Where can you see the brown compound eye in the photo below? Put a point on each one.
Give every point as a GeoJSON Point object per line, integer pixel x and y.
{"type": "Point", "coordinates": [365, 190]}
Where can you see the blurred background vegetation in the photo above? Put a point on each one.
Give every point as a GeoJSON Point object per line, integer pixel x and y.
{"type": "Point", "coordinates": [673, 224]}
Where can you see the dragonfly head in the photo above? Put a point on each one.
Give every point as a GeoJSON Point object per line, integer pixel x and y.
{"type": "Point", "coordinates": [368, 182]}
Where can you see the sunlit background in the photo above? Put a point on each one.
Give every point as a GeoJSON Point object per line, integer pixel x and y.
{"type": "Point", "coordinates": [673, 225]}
---
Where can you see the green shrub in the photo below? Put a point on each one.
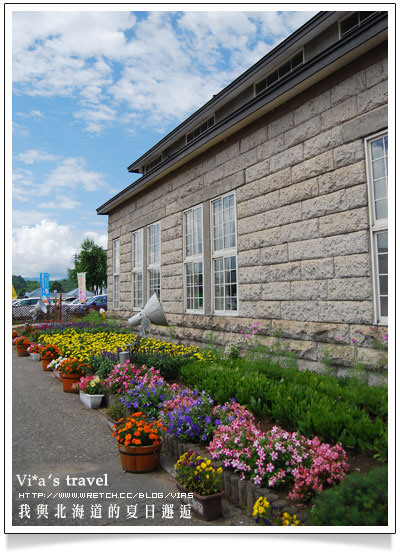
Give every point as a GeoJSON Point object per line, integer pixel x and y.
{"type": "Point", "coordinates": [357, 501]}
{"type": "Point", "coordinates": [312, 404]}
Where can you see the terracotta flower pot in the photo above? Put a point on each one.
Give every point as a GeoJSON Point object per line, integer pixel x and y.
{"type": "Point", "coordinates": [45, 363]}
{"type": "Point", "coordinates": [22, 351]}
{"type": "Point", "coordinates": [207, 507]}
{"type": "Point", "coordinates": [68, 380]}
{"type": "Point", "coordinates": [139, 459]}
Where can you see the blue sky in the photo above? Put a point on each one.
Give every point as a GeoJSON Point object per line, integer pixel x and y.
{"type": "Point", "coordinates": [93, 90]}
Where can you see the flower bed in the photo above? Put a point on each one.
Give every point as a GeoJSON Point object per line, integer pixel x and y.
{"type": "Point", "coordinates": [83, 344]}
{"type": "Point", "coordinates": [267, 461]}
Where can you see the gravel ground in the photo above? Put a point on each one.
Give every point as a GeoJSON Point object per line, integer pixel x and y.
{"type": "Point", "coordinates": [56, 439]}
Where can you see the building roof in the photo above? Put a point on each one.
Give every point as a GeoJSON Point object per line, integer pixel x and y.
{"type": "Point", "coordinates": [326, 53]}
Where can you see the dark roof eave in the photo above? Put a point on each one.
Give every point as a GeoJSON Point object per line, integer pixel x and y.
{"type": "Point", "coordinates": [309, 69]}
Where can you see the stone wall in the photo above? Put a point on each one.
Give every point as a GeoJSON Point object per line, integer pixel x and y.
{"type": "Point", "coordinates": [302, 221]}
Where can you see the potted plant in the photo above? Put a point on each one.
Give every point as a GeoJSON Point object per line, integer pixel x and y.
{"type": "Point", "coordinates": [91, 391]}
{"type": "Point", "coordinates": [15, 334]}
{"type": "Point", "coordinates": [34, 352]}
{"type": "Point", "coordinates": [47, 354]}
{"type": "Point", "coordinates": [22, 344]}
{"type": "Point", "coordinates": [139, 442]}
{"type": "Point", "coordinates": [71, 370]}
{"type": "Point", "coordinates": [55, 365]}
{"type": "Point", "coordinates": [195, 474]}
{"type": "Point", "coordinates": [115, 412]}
...
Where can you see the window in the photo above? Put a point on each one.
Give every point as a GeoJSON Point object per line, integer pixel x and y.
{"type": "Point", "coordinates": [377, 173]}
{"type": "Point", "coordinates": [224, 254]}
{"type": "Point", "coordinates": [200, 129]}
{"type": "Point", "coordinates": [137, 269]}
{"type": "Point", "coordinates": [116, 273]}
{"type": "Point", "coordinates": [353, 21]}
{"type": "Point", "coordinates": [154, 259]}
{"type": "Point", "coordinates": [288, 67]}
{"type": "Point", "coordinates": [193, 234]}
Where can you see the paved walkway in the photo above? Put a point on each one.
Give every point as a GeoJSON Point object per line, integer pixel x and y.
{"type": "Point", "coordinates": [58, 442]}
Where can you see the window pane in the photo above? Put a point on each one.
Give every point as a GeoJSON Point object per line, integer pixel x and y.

- Problem description
Show each line of the material above that contains the word "below", copied in full.

- Reply to the task
Where can you see the brown compound eye in the photo below? Put a point on each one.
Where can you see the green shrub in the photo below? Put a point on each one.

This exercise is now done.